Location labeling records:
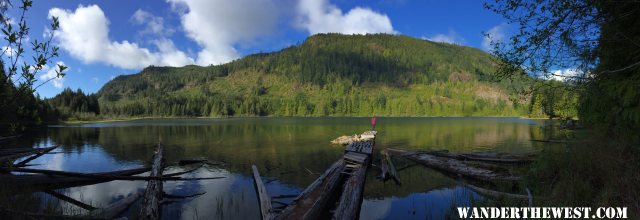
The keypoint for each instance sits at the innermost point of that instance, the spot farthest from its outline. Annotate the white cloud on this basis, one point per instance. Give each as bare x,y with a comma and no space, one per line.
452,37
564,74
85,35
217,25
493,35
320,16
153,24
50,73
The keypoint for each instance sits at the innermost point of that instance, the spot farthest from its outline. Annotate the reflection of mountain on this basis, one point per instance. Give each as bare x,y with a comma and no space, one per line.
284,148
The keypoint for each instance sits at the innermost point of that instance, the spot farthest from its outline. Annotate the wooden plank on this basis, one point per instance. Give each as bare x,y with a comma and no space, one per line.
150,209
314,199
351,198
4,159
453,166
266,209
24,162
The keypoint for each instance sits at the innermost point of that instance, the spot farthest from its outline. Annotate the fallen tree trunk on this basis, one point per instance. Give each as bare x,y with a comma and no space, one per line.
351,198
388,168
14,156
153,194
495,158
41,182
25,161
266,209
108,177
453,166
315,197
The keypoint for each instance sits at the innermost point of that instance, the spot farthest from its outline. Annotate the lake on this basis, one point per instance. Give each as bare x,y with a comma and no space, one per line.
289,152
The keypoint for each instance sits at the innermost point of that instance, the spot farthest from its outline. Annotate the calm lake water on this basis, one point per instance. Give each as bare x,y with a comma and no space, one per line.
289,152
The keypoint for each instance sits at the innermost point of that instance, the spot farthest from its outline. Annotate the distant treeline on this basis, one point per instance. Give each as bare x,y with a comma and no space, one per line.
327,75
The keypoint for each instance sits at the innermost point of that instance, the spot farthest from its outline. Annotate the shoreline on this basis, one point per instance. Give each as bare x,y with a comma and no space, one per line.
76,122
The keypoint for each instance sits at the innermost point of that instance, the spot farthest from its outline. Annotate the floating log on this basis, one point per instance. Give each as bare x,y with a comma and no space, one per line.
25,161
68,199
315,197
345,139
266,210
496,194
351,198
14,156
453,166
39,182
153,194
118,207
388,168
107,177
2,139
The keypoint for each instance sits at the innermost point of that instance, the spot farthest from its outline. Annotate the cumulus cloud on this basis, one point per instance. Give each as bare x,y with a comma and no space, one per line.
217,25
84,34
153,24
320,16
50,74
494,35
452,37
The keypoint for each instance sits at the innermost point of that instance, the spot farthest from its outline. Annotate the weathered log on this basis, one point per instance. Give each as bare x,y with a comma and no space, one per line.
68,199
496,194
6,158
388,168
351,198
25,161
266,210
40,182
315,197
2,139
153,194
107,177
453,166
118,207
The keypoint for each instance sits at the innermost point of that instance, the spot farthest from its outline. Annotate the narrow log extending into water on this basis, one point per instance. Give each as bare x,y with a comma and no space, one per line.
153,194
266,209
17,155
315,197
453,166
109,177
25,161
388,168
351,198
40,182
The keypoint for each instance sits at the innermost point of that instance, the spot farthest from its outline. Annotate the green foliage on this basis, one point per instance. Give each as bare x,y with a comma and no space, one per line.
19,108
75,105
600,38
327,75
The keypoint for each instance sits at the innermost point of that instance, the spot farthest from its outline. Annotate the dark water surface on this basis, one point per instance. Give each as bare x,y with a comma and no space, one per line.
289,152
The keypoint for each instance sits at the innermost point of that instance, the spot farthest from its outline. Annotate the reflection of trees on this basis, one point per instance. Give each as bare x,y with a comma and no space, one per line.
285,148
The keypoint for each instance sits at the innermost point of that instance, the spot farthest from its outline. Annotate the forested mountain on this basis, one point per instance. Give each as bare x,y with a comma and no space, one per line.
328,74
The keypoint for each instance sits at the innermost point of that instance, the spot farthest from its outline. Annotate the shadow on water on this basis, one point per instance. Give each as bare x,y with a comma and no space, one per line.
289,152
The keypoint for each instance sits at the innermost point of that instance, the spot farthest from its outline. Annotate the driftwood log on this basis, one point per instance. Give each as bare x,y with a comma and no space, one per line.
153,194
315,198
266,210
454,166
351,198
13,156
388,169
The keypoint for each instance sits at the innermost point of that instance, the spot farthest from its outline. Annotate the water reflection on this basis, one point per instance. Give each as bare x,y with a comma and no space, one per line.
289,153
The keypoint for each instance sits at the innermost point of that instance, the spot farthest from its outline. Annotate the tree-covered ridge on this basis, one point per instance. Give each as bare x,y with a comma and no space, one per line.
328,74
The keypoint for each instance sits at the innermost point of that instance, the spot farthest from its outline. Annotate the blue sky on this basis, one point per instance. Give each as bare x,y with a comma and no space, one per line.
103,39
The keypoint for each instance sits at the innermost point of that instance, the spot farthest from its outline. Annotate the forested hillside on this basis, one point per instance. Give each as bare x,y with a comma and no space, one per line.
328,75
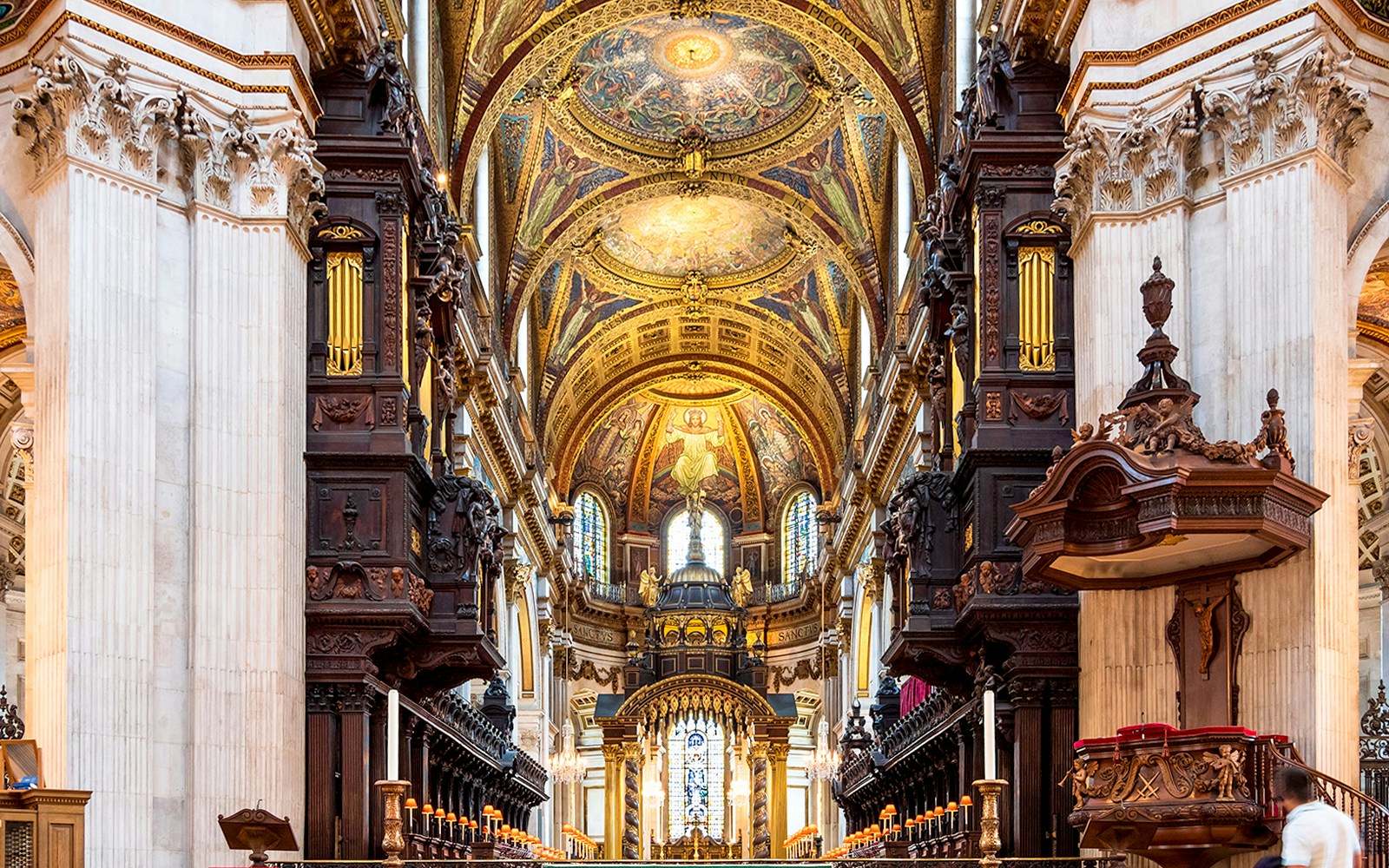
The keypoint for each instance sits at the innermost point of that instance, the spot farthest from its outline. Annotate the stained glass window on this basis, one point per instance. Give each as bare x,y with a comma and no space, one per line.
678,542
590,538
800,538
696,777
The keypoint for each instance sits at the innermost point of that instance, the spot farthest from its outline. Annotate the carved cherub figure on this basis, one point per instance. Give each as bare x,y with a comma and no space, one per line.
649,587
1227,764
742,587
1080,781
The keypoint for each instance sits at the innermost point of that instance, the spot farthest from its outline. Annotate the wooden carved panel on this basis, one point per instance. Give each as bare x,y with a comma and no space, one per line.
349,518
1206,634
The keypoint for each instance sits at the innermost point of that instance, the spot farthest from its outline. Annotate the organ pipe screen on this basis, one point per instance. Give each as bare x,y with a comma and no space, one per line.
345,335
1037,306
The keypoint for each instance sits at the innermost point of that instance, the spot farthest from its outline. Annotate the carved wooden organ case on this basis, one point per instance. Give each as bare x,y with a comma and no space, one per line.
402,553
997,374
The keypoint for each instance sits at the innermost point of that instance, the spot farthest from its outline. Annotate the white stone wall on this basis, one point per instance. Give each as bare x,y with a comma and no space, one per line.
166,201
1254,201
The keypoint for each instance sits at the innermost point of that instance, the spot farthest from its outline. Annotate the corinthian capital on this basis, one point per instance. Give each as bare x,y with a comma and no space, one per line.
166,135
1150,159
252,171
1284,113
102,117
1145,161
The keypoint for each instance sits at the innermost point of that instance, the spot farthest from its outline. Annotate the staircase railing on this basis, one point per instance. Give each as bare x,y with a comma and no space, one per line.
1370,816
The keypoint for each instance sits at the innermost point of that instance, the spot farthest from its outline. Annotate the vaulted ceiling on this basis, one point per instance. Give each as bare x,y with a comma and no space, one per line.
692,213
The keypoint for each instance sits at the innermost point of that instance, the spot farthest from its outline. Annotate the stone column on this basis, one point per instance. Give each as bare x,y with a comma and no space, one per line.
632,802
613,799
761,823
777,828
167,542
1264,307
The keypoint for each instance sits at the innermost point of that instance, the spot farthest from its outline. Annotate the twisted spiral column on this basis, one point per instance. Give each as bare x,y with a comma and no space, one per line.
761,830
631,802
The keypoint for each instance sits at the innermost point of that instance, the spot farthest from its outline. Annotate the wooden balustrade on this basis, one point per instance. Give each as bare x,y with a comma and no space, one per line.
43,828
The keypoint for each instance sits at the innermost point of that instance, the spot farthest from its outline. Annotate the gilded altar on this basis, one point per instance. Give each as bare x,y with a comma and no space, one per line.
696,847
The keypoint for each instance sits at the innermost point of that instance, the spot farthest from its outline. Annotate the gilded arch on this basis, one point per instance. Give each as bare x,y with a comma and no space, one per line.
562,35
659,705
814,233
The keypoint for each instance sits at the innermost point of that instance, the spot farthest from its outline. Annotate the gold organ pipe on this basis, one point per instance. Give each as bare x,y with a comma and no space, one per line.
345,307
1037,309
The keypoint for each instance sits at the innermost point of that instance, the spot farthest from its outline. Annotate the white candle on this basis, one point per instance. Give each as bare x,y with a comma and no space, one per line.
991,747
393,735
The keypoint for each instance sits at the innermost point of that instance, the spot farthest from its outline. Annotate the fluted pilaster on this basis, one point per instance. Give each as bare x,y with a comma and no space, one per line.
167,541
631,802
761,812
1257,173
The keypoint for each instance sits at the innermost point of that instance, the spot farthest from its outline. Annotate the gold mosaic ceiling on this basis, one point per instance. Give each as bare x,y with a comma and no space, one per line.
692,215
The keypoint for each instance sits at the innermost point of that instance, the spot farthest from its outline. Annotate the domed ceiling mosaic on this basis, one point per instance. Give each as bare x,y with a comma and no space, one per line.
1373,314
692,220
659,444
724,76
675,235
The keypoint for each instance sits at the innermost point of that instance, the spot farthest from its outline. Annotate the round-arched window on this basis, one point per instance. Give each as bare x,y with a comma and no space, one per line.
800,538
590,538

DIRECTIONS: Copy every line from the one containing "Annotate the round-arched" through the end of the records, inclusive, keeping the request line as it is. Scale each coordinate in the answers by 1.85 and round it to the nearest whole number, with halves rounded up.

RESULT OF THE TASK:
The keypoint for each instance sits at the innermost point of that instance, the spot farthest from its outline. Annotate the round-arched window on this basis, one point per instance. Give each as bare x,y with a comma and no space, one per line.
1480,995
1092,995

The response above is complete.